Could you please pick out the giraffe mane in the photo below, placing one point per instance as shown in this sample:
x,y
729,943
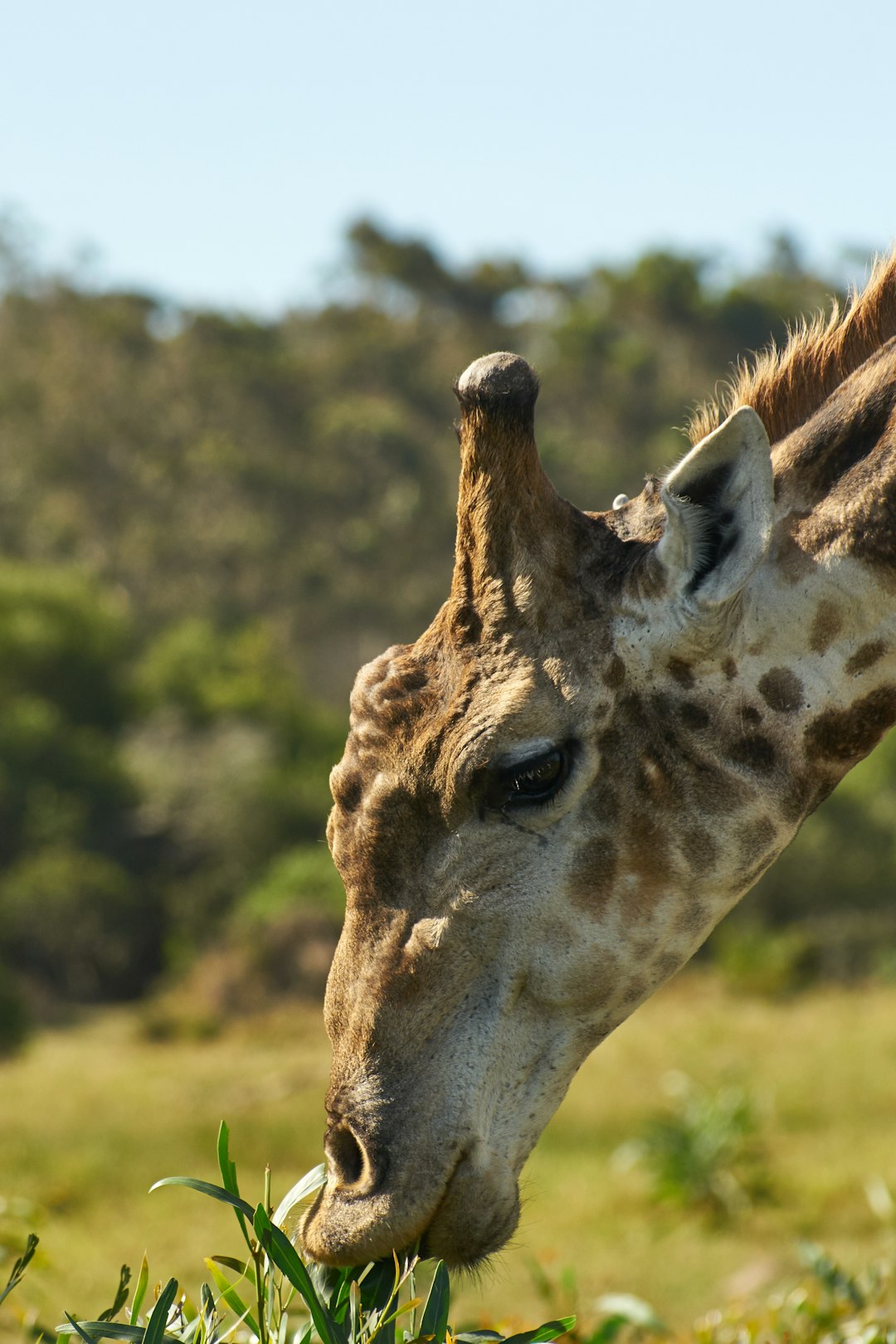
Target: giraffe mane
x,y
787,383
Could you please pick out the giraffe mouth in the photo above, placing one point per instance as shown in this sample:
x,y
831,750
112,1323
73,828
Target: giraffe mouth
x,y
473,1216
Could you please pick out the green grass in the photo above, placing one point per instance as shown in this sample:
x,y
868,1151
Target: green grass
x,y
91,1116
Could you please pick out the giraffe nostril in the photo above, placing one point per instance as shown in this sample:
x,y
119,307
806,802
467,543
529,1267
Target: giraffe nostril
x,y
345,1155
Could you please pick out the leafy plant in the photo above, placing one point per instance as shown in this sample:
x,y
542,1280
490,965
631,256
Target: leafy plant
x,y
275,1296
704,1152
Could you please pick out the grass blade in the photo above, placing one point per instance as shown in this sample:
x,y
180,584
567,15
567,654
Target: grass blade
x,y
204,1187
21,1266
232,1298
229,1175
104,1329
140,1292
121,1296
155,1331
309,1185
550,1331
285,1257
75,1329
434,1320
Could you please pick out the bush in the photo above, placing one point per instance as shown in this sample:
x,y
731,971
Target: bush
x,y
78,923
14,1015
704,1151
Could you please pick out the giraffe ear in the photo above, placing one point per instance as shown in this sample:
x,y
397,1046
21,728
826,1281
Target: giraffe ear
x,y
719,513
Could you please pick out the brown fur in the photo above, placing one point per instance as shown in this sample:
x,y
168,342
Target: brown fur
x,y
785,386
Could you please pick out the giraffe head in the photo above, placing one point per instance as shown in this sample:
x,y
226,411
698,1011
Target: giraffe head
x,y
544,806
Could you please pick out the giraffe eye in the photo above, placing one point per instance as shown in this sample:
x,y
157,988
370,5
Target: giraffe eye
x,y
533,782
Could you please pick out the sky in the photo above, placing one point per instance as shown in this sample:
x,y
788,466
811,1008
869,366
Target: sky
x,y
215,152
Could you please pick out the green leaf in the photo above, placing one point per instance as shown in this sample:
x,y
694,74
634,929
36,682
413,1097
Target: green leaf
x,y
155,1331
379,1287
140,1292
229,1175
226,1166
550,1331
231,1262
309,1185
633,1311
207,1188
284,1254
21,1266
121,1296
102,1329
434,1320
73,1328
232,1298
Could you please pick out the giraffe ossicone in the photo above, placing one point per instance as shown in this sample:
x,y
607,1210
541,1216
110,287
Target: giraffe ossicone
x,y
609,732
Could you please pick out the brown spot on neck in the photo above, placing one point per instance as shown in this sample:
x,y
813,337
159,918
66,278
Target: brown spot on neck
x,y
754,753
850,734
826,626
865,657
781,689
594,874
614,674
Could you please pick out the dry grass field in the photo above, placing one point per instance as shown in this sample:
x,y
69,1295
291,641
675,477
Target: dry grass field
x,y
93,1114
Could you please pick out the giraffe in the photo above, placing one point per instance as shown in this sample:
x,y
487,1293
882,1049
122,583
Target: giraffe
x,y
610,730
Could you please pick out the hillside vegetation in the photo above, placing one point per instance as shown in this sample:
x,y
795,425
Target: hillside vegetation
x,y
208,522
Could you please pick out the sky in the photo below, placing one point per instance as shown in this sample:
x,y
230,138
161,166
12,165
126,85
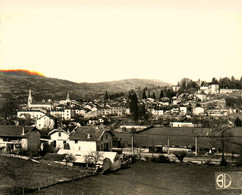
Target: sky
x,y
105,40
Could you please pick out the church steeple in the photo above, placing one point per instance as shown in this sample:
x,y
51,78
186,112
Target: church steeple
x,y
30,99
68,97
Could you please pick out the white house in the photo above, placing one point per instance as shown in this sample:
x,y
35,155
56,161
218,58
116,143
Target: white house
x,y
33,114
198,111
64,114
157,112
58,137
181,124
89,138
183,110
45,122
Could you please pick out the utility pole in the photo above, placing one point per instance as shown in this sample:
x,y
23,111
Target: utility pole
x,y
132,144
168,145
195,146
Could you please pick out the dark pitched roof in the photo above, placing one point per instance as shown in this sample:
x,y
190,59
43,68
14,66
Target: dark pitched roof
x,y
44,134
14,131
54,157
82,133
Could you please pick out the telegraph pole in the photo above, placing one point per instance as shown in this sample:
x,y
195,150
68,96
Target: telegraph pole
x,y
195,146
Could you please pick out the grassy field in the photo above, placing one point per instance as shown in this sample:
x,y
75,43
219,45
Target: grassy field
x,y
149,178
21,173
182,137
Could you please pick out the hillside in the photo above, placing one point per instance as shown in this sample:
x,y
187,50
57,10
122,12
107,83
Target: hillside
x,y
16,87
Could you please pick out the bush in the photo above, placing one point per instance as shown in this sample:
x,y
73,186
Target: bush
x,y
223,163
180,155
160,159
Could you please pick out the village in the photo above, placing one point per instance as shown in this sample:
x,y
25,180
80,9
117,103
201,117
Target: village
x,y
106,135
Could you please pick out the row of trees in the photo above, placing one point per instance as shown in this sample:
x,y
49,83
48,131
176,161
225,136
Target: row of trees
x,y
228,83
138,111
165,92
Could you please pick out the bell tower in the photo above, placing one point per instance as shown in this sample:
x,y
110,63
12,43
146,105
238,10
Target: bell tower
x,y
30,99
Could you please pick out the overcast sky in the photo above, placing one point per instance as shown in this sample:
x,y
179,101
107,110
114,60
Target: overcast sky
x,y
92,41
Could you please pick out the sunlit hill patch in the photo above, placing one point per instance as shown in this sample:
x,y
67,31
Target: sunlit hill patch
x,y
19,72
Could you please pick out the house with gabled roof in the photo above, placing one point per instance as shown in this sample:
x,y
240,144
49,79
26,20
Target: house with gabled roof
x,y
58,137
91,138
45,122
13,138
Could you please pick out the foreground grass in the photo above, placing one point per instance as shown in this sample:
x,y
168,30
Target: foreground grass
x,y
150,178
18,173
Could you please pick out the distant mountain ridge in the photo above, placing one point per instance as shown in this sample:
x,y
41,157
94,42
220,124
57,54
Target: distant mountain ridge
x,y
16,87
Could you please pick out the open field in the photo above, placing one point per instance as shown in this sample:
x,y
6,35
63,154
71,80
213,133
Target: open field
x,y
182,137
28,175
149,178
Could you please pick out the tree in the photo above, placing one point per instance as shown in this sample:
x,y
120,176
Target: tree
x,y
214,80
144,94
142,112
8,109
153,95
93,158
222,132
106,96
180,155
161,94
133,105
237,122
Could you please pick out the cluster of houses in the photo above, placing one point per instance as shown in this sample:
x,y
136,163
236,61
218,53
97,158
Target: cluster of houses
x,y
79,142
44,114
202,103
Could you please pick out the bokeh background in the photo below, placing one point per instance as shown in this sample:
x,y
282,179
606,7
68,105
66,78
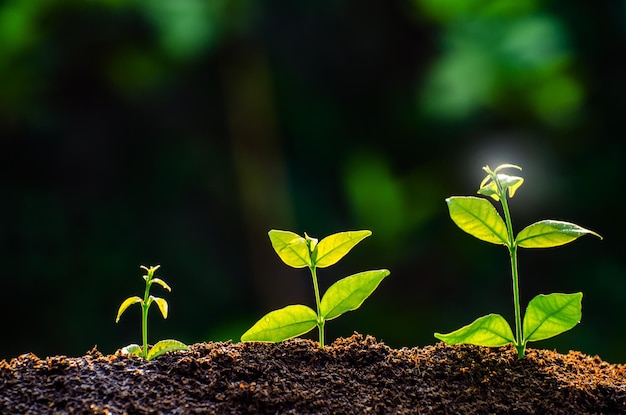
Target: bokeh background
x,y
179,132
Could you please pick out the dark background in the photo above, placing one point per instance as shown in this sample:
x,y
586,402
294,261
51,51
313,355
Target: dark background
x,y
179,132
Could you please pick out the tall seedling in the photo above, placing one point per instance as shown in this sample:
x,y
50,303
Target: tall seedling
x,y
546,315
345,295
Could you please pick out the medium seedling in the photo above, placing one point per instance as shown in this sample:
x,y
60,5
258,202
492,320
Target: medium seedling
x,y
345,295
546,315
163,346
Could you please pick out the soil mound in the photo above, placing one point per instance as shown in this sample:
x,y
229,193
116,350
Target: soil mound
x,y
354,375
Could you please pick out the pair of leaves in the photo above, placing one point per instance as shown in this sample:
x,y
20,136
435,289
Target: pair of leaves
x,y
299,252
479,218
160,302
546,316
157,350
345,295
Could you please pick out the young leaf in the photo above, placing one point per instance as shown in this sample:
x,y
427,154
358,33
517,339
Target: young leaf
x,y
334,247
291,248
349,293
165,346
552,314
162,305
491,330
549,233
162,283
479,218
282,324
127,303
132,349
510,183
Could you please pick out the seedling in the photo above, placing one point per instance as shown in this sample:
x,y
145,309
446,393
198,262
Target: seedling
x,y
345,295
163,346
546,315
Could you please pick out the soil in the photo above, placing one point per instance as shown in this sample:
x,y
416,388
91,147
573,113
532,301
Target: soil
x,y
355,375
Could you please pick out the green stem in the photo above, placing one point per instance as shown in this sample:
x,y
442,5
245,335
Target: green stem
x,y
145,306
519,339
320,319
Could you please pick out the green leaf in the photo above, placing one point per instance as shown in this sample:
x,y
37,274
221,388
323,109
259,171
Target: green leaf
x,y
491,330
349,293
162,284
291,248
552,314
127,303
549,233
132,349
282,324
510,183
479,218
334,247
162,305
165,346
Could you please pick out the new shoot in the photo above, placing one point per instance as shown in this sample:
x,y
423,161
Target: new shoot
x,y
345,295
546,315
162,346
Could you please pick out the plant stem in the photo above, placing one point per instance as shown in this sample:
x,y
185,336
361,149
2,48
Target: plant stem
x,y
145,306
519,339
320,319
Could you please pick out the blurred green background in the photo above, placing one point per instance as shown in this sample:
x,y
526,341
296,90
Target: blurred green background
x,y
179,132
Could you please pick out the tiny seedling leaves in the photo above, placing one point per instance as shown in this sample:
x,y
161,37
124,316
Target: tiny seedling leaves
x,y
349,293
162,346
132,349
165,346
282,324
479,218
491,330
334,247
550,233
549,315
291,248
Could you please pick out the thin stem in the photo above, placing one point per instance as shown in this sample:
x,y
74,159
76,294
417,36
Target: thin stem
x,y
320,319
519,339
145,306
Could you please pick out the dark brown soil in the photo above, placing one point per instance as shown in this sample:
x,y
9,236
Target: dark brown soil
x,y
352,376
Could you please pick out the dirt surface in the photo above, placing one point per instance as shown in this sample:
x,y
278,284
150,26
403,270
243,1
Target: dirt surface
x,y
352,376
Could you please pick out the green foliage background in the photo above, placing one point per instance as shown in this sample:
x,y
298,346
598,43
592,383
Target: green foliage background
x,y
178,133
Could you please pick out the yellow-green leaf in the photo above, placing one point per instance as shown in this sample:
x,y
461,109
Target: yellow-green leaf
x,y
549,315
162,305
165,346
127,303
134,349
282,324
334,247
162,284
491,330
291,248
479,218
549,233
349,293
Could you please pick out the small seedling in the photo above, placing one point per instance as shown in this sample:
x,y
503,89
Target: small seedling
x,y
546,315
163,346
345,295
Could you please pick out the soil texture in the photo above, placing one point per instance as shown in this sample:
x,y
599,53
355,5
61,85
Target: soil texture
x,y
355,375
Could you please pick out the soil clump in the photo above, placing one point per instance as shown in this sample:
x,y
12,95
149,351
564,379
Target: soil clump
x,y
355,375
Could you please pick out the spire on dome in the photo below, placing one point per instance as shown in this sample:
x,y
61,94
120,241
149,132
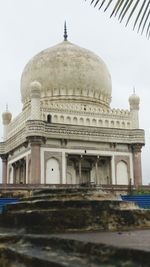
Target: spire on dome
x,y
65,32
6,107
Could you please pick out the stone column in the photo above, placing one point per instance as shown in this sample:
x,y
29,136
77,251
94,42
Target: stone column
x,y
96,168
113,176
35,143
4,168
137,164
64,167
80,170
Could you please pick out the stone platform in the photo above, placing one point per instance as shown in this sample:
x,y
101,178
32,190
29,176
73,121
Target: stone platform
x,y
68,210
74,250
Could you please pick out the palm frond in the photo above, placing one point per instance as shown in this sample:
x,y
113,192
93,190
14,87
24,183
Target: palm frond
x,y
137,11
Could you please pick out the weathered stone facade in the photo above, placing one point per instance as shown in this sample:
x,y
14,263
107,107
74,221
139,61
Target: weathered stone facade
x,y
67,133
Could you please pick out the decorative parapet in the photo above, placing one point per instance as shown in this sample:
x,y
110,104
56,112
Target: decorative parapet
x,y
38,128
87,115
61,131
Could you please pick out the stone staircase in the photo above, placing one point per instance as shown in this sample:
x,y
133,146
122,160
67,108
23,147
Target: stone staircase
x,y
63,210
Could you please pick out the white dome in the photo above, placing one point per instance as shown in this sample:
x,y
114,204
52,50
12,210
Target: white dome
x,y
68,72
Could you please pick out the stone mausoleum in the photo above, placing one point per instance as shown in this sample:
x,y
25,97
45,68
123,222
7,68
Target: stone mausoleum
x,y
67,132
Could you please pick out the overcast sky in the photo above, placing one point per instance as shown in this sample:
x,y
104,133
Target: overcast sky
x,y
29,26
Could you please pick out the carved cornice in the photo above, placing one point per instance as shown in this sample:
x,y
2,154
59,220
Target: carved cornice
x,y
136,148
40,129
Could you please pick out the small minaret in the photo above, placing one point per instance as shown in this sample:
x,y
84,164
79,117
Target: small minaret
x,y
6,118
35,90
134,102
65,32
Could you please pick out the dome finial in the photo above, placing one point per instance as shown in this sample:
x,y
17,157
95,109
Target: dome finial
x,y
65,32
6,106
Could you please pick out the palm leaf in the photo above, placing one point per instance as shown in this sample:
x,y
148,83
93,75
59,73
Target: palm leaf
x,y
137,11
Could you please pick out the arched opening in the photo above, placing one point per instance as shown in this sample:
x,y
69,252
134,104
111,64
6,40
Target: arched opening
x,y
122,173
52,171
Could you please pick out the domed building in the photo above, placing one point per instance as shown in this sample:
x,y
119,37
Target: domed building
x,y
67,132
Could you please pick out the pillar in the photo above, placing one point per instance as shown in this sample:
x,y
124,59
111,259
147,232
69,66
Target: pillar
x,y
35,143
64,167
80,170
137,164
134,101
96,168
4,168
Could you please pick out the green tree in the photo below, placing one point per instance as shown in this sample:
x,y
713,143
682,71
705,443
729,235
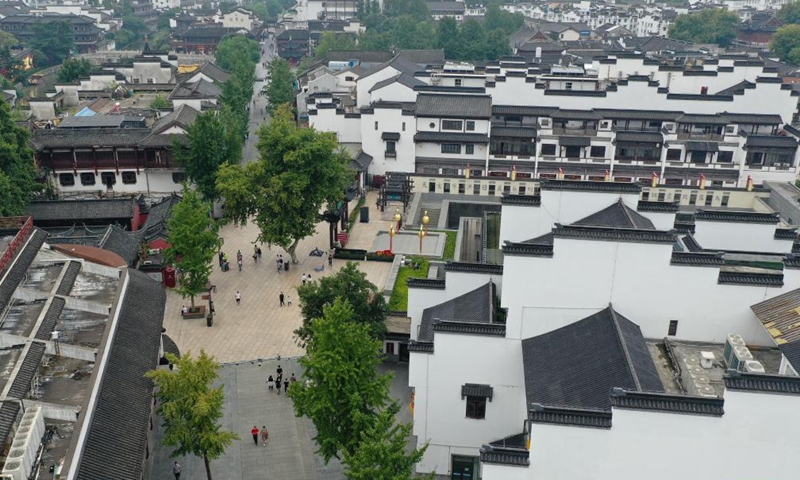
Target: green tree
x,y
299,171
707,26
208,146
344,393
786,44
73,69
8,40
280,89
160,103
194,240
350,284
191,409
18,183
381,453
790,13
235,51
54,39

| REQUIREMENT |
Pictures stay out; retype only the lines from the line containing "Could you please pick out the carved" through the end of the listing, inclusive, exactly as they appear.

| WRITTEN SOLUTION |
Could you please pick out the carved cornice in the photo above, placing one point per instance as shown in this sample:
x,y
2,154
59,220
Target: carved cornice
x,y
136,148
40,129
Could you please pick out the small minaret in the photo above, placing one point per instance as shown in this sample:
x,y
84,164
79,117
Target: small minaret
x,y
6,118
35,90
134,102
65,32
Could you please pick out the dome finial in the photo above, placing one point per instance as shown in this sample:
x,y
17,157
95,109
Target: dome finial
x,y
65,32
6,106
Could you please pick out the palm leaf in the photo above, placing one point per instance as shown in this sample:
x,y
148,83
93,75
59,73
Target: palm leaf
x,y
137,11
Could you please pick out the arched opening in the photo above, placing one point per instance as shown in this sample:
x,y
69,252
134,104
111,64
6,40
Target: arched opening
x,y
122,173
52,171
Could you please pick out the domed building in the photo above, placing one point per instance as shown in this sample:
x,y
119,37
Target: domed building
x,y
67,132
Could you please pick out the pillar in the photo above, placing one point per instance as shown in this sample:
x,y
124,59
111,259
147,232
69,66
Target: pillar
x,y
35,143
64,167
80,170
137,164
134,101
96,168
4,168
Could you please pick out the green tree in the photo below, placing one point per instance as shown in this sample:
x,y
713,143
682,71
705,443
729,235
Target: green tree
x,y
299,171
707,26
208,146
344,393
786,44
73,69
8,40
280,89
160,103
194,240
350,284
191,409
18,183
381,453
790,13
235,51
54,39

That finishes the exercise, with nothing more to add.